- GIVEN TEXT
────────────────────

Appellate Division of the Supreme Court of New York, First Department
Apr 9, 2002
293 A.D.2d 307 (N.Y. App. Div. 2002)

Opinion

732

April 9, 2002.

Order and judgment (one paper), Supreme Court, New York County (Louis York, J.), entered on or about April 18, 2001, which, inter alia, denied plaintiff-tenant's motion for a preliminary injunction enjoining the tolling of the 30-day termination notice, injunctive relief to enjoin further issuance of notices to terminate the lease, and specific performance on a lease renewal provision, and which also granted defendant's cross motion to dismiss, modified, on the law and the facts, to grant the preliminary injunction to the extent of staying eviction pending further fact-finding on condition that the tenant continue paying use and occupancy and otherwise satisfy her rental obligations pending completion of further fact-finding, to deny the cross motion and reinstate the complaint, and the matter remanded for further proceedings not inconsistent herewith, and otherwise affirmed, without costs.

Mayne Miller, for plaintiff-appellant.

Marc Davis, for defendant-respondent.

Before: Tom, J.P., Buckley, Sullivan, Ellerin, Wallach, JJ.,


The central issue is whether the landlord validly declined to offer an option to renew, and whether the IAS court properly concluded that the option to renew was unenforceable. Resolution of these legal issues involves findings as to, inter alia, which of the two conflicting option to renew clauses contained in the record is the effective one; whether the tenant validly communicated her intent to exercise the option; and whether and why the landlord validly declined to renew (more particularly, whether the tenant was in default under the lease, and, if so, whether the grounds to be asserted constituted a material breach; and whether the tenant validly demonstrated that she was not in default). Until these factual findings are made, we cannot conclude as a matter of law that the option to renew was unenforceable. Accordingly, we preliminarily enjoin the landlord from evicting the tenant and remand for fact finding on these issues.

We disagree with the motion court's finding that the provision of rent reserved under the option was too vague for enforcement. Here, the renewal rent is limited to an increase of 10% of the last monthly rent ($488.84) of the expired lease. Under the circumstances of this case, we find that the renewal clause provides an objective basis for determining the rental amount intended by the parties to be paid upon a renewal. Notably, tenant concedes her willingness to pay the full 10%.

────────────────────

- INFORMATION PROVIDED
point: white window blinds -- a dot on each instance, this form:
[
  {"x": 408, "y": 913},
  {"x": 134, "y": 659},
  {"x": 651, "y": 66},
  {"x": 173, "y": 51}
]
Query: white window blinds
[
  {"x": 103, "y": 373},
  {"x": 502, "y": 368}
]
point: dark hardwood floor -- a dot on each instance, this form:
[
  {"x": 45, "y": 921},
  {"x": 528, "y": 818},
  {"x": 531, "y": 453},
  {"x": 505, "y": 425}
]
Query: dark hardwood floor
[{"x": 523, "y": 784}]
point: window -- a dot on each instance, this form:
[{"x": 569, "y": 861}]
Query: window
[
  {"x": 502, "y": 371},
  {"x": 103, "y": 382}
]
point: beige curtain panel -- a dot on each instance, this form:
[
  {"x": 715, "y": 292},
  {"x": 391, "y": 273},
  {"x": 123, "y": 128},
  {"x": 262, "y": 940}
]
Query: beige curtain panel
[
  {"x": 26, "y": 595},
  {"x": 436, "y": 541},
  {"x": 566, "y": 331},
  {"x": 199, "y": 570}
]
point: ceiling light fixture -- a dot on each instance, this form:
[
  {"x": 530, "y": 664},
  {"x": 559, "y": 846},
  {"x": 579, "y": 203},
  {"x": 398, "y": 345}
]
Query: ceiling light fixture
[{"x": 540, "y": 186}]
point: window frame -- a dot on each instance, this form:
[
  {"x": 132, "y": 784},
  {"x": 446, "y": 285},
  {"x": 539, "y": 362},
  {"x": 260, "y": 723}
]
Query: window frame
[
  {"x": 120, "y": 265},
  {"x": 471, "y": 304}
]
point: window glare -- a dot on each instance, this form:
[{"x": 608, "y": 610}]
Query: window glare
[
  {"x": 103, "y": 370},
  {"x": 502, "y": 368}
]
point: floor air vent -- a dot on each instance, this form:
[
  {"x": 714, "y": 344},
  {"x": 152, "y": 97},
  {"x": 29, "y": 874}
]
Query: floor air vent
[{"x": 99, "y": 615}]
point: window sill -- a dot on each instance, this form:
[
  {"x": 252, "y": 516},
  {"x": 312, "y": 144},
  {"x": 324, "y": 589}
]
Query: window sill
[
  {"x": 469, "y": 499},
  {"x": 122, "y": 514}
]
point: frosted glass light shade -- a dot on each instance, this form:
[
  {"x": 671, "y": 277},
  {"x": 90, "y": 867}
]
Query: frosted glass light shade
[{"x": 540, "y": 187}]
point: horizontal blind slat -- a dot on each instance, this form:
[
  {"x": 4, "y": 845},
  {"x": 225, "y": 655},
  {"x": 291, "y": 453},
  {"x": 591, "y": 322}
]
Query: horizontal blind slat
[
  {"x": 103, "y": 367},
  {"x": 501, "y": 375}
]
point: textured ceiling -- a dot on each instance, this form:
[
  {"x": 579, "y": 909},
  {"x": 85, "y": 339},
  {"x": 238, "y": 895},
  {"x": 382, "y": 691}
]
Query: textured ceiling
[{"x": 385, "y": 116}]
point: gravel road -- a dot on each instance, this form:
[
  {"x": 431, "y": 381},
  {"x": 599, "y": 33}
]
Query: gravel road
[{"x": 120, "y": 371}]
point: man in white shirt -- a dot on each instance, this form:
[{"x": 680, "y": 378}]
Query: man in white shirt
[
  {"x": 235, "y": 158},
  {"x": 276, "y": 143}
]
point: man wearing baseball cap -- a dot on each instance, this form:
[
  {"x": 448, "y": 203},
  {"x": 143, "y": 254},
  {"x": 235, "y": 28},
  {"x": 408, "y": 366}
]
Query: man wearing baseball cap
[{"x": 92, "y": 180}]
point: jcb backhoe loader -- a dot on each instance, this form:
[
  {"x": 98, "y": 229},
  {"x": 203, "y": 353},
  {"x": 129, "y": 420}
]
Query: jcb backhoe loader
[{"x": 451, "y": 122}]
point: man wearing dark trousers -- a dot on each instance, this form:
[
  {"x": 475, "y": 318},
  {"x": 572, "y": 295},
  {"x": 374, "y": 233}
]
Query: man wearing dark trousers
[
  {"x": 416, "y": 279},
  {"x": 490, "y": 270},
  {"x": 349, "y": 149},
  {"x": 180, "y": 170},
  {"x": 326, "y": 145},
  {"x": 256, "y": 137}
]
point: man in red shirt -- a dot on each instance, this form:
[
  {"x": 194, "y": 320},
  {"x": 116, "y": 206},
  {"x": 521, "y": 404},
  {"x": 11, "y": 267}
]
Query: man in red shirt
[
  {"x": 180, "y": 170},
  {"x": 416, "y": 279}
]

────────────────────

- PARTS OF THE EXERCISE
[1] Answer these from the court opinion:
(a) Which lawyer appeared for the plaintiff-appellant?
(b) What was the last monthly rent of the expired lease?
(c) By what percentage is the renewal rent limited to an increase?
[2] Repeat word for word the part of the court opinion that opens with the words containing "We disagree with" and closes with "the full 10%.".
The records have nothing to do with the court opinion.

- CORRECT ANSWERS
[1]
(a) Mayne Miller
(b) $488.84
(c) 10%

[2]
We disagree with the motion court's finding that the provision of rent reserved under the option was too vague for enforcement. Here, the renewal rent is limited to an increase of 10% of the last monthly rent ($488.84) of the expired lease. Under the circumstances of this case, we find that the renewal clause provides an objective basis for determining the rental amount intended by the parties to be paid upon a renewal. Notably, tenant concedes her willingness to pay the full 10%.